■ **Recorded information**
%%

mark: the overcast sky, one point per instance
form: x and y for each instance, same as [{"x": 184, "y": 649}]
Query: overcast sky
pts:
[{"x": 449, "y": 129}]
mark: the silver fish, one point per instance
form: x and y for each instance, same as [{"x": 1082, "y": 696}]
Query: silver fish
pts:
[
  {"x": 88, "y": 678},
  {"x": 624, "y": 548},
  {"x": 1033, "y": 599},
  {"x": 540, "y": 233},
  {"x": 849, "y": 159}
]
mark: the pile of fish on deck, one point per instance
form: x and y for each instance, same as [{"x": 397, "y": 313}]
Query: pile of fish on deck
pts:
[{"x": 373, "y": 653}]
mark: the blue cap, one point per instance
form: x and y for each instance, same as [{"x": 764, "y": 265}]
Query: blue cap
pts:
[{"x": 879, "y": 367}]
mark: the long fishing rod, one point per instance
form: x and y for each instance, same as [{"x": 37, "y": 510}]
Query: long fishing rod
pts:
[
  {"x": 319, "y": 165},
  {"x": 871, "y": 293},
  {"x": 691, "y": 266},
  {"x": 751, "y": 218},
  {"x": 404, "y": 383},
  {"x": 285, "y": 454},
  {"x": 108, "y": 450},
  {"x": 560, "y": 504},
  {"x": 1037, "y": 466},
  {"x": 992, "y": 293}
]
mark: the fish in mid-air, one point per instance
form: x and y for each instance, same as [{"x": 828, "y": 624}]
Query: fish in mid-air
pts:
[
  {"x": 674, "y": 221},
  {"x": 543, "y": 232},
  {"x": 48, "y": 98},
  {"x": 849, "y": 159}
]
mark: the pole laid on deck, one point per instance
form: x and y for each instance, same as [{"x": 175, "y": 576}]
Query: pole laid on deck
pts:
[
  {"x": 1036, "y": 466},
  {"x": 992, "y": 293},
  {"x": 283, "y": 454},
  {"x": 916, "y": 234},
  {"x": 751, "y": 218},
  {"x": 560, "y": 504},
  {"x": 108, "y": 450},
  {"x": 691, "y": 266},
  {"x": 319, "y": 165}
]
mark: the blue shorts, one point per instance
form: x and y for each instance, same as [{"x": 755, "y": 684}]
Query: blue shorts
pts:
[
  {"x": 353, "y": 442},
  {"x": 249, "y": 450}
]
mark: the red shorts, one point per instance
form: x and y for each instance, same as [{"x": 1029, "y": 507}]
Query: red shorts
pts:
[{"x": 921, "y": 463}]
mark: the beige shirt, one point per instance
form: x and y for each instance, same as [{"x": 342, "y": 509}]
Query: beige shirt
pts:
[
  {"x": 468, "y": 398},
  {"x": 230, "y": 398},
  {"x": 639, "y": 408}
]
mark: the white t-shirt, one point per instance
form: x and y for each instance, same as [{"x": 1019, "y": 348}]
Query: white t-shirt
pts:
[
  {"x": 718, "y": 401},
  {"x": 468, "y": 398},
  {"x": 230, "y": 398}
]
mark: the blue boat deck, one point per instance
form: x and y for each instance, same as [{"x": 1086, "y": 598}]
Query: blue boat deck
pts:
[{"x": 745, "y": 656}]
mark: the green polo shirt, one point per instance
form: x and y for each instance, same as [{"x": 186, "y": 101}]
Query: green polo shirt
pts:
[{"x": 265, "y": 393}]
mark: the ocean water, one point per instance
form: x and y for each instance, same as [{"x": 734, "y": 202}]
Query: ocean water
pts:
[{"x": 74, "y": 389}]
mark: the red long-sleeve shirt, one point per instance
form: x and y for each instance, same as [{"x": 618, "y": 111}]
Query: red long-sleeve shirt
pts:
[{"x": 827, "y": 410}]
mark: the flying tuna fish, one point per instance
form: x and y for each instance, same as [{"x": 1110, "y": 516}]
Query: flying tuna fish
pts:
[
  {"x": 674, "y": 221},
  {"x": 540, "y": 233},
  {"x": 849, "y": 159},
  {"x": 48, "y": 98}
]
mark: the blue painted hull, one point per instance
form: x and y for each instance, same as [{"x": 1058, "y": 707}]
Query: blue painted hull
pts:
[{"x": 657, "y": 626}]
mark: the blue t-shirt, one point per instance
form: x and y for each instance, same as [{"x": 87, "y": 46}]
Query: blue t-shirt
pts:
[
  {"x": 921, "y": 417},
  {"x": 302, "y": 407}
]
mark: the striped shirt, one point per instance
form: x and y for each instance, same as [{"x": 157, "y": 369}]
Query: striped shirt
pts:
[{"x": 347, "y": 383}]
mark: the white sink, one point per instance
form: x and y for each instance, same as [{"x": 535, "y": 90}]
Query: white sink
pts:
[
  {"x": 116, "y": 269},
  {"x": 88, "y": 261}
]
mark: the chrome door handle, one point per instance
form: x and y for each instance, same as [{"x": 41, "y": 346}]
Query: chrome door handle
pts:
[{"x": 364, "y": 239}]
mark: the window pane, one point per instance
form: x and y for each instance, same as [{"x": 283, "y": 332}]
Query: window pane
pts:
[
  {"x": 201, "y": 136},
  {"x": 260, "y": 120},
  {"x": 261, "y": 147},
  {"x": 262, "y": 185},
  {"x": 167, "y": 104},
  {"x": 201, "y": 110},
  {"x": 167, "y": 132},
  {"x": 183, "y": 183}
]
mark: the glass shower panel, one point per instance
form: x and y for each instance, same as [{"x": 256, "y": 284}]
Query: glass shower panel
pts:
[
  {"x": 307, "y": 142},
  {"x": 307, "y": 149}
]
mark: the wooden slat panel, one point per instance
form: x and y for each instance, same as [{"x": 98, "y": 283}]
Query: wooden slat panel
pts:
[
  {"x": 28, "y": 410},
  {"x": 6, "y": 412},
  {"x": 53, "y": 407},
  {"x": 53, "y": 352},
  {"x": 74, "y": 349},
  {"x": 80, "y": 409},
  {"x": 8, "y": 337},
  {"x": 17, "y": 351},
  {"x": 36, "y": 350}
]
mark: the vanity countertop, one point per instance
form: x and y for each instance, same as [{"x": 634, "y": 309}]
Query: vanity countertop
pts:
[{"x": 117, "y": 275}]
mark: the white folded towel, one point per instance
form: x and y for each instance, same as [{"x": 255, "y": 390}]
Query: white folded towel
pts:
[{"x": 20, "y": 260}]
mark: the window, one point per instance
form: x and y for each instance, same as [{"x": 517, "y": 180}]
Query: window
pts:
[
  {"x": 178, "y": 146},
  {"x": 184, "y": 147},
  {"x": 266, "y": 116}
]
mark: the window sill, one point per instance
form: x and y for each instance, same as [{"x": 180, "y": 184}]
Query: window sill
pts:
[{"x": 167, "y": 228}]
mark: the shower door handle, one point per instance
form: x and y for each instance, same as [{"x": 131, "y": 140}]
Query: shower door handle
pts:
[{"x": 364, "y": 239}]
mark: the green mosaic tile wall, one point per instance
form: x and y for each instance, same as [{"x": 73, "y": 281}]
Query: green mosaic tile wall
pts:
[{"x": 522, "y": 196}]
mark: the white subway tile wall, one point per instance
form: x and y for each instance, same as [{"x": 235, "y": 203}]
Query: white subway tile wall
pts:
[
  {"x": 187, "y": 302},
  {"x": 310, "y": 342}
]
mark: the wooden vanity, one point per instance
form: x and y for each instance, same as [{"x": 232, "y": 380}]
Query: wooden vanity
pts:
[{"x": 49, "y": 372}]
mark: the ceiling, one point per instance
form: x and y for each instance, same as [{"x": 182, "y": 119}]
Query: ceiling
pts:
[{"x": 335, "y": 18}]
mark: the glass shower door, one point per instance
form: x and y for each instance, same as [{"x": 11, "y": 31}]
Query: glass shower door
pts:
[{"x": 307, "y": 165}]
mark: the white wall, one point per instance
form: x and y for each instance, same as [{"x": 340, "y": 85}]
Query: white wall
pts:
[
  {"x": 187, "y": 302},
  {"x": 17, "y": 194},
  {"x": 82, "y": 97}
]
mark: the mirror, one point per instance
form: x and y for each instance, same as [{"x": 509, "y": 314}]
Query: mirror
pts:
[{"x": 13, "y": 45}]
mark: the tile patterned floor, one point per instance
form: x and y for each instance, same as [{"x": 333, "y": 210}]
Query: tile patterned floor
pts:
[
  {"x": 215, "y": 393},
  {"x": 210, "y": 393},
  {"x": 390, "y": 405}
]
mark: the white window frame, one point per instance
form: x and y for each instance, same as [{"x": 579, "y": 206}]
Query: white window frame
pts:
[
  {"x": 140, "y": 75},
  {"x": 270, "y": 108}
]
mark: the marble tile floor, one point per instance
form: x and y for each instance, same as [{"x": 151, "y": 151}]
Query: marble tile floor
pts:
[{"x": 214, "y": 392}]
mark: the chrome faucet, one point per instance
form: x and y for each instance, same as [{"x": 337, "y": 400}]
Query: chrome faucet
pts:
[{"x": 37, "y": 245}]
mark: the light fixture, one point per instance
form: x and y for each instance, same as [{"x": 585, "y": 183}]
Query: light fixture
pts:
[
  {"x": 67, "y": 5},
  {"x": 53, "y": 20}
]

%%

■ **Stated problem**
Please extract exactly, and only, the lines from the line containing "mark: the white window" through the last line of the records.

■ **Response below**
mark: the white window frame, one point per instance
form: x and y for each instance, same as [{"x": 579, "y": 206}]
Query: white window frame
pts:
[
  {"x": 140, "y": 75},
  {"x": 270, "y": 108}
]
mark: the marble tile floor, one point per instance
form: x and y for each instance, same as [{"x": 151, "y": 151}]
Query: marble tile floor
pts:
[{"x": 214, "y": 392}]
mark: the chrome faucet, one point per instance
form: x and y for each instance, same as [{"x": 337, "y": 400}]
Query: chrome faucet
pts:
[{"x": 37, "y": 245}]
mark: the light fixture, one point per instance
form: x and y for each instance, same as [{"x": 585, "y": 183}]
Query: light fixture
pts:
[
  {"x": 67, "y": 5},
  {"x": 53, "y": 20}
]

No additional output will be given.